--- Start of DOCUMENT SECTION ---
Symlinks already present

Richard Damon Richard at Damon-Family.org
Tue Sep 1 08:55:55 EDT 2020


On 8/31/20 6:05 PM, Chris Angelico wrote:
> On Tue, Sep 1, 2020 at 5:08 AM Richard Damon <Richard at damon-family.org> wrote:
>> The file descriptor could remember the path used to get to it. chroot
>> shows that .. needs to be somewhat special, as it needs to go away for
>> anyone that . is their current root.
> But my point is that there might not actually *be* a valid path that
> gets you to a file descriptor. It can't remember something that
> doesn't exist. (And it's pretty impractical to do that even if it
> does.)

Remember, we are talking about a hypothetical OS that handles hardlinks
to directories, and defines that .. will point to the parent used to
come to it, NOT just having current *NIX allowing hardlinks to
directories with no remediation of the issues cause.

One result of the definition, is that when you open a file/directory, if
it might be a directory, the system WILL need to remember the path to it
(so as to provide a value for ..) and that memory will provide a
'reference' for the directories so they can't go away (just like an
unlinked file stays around will someone has it open). The normal way to
get a file descriptor starts from a path, so the path had to exist in
the first place, and since we are assuming that to get .., it keep a
reference to that path, it can't truly go away.
--- End of DOCUMENT SECTION ---
• _TO BE DONE_
[1] In the mailing-list post, what does the hypothetical operating system define .. to point to?
[2] Reproduce the mailing-list post word for word, everything from "On 8/31/20 6:05" down to "their current root.".
--- Start of GIVEN INFORMATION ---
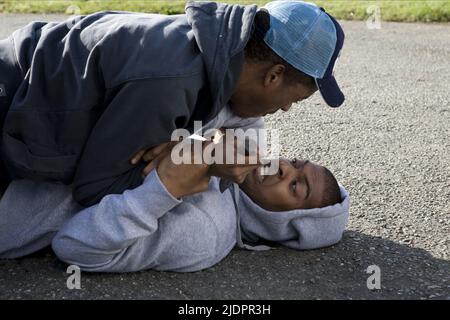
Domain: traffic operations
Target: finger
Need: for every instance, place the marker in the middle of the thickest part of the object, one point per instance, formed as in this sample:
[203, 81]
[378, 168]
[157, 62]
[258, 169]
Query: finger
[148, 168]
[137, 157]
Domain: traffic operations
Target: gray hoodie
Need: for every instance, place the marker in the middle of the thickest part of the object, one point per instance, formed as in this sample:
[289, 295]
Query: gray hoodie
[147, 228]
[111, 84]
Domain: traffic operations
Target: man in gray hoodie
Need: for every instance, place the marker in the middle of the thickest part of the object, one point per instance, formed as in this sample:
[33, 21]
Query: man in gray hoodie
[166, 227]
[79, 99]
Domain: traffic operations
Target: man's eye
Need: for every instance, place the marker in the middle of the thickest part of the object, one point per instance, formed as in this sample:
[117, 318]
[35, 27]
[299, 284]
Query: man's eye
[294, 186]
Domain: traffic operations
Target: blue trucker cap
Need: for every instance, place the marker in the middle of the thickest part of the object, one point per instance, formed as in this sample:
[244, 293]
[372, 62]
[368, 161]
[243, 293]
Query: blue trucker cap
[310, 39]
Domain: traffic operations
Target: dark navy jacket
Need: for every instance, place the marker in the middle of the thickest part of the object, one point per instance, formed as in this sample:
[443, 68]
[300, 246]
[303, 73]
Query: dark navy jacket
[84, 96]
--- End of GIVEN INFORMATION ---
• _SOLUTION SET_
[1] It points to the parent used to come to it.

[2]
On 8/31/20 6:05 PM, Chris Angelico wrote:
> On Tue, Sep 1, 2020 at 5:08 AM Richard Damon <Richard at damon-family.org> wrote:
>> The file descriptor could remember the path used to get to it. chroot
>> shows that .. needs to be somewhat special, as it needs to go away for
>> anyone that . is their current root.